═════ PASSAGE ═════
Credit rating agency, Moody’s Investors Service (Moody’s) on Friday, April 17,2020, changed Ghana’s economic outlook from positive to negative.
The rating agency has also affirmed Ghana’s ratings at B3
Moody’s has simultaneously affirmed the local and foreign currency senior unsecured MTN ratings at (P)B3 and the rating of the bond enhanced by a partial guarantee from the International Development Association (IDA, Aaa stable) at B1.
In January 24, 2020, the rating agency affirmed Ghana’s long-term issuer and senior unsecured bond ratings at B3 and changed the outlook from stable to positive.
The change in the outlook for Ghana’s ratings from stable to positive in that period was informed by the GDP growth of the economy, restoration of Macroeconomic stability, Fiscal consolidation, Proactiveness in Debt Management, Strong Institutional Reforms.
Reasons for the latest ratings
Moody’s review of Ghana’s outlook to negative is because of the country is now considered a higher risk due to rising levels of borrowing which now stands at 59.20% of GDP.
By high risk, it means the international markets will not give Ghana favourable borrowing conditions or may even dare to borrow to the country at all in the first, especially in the wake of this Covid-19 pandemic.
Another reason for the negative rating has to with the projected shortfalls in the country revenue target for the year.
═════ ENTRIES PROVIDED ═════
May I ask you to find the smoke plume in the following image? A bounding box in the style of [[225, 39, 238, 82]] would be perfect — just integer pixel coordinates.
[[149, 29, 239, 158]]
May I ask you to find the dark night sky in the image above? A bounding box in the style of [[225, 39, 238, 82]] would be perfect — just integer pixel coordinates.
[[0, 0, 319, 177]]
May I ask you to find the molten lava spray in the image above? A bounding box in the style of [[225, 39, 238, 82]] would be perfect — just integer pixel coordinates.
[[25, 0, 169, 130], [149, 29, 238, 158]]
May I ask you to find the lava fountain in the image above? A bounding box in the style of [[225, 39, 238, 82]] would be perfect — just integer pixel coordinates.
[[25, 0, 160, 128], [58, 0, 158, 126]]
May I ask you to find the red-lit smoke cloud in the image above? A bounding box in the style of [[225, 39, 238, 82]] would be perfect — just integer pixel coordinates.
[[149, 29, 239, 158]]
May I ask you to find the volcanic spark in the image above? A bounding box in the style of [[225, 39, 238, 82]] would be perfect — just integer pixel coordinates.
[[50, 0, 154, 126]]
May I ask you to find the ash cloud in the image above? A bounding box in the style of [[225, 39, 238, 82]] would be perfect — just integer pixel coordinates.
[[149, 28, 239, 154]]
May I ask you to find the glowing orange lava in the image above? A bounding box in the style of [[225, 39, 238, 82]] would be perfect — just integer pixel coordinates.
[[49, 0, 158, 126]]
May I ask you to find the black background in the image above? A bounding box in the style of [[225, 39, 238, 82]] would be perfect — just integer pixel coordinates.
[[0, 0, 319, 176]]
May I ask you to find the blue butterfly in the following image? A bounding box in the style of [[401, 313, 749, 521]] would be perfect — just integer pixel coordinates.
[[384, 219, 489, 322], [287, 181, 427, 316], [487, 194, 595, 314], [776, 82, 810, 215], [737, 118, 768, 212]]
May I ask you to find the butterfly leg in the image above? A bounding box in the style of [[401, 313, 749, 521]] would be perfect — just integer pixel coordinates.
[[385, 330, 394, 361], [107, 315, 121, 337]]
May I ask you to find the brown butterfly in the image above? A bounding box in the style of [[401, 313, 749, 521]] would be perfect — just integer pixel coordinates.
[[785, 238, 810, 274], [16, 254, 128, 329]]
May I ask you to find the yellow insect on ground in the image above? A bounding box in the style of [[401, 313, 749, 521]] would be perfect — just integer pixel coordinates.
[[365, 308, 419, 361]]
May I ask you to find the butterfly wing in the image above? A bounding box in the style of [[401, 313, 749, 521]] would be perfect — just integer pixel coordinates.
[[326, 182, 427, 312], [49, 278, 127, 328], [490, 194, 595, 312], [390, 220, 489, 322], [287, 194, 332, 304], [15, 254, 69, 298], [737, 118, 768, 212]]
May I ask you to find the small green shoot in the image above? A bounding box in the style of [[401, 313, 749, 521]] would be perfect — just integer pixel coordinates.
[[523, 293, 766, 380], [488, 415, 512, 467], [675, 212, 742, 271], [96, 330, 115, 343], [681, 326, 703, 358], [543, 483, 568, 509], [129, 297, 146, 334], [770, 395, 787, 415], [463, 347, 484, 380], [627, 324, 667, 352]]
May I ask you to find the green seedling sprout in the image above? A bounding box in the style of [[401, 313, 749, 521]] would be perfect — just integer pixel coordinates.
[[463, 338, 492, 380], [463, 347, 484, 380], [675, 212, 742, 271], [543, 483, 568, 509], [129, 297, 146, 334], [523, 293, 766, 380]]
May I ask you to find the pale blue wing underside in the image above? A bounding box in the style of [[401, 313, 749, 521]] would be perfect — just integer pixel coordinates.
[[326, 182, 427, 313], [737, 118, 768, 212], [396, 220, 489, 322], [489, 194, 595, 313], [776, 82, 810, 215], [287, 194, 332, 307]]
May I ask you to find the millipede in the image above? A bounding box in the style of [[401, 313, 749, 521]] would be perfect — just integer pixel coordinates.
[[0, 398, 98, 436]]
═════
__DIRECTIONS__:
1) From the article on Moody's rating of Ghana, copy the passage from "The change in" up to and including "Strong Institutional Reforms.".
2) According to the article on Moody's rating of Ghana, at what rating was the bond enhanced by the International Development Association's partial guarantee affirmed?

__YOUR RESPONSES__:
1)
The change in the outlook for Ghana’s ratings from stable to positive in that period was informed by the GDP growth of the economy, restoration of Macroeconomic stability, Fiscal consolidation, Proactiveness in Debt Management, Strong Institutional Reforms.

2) B1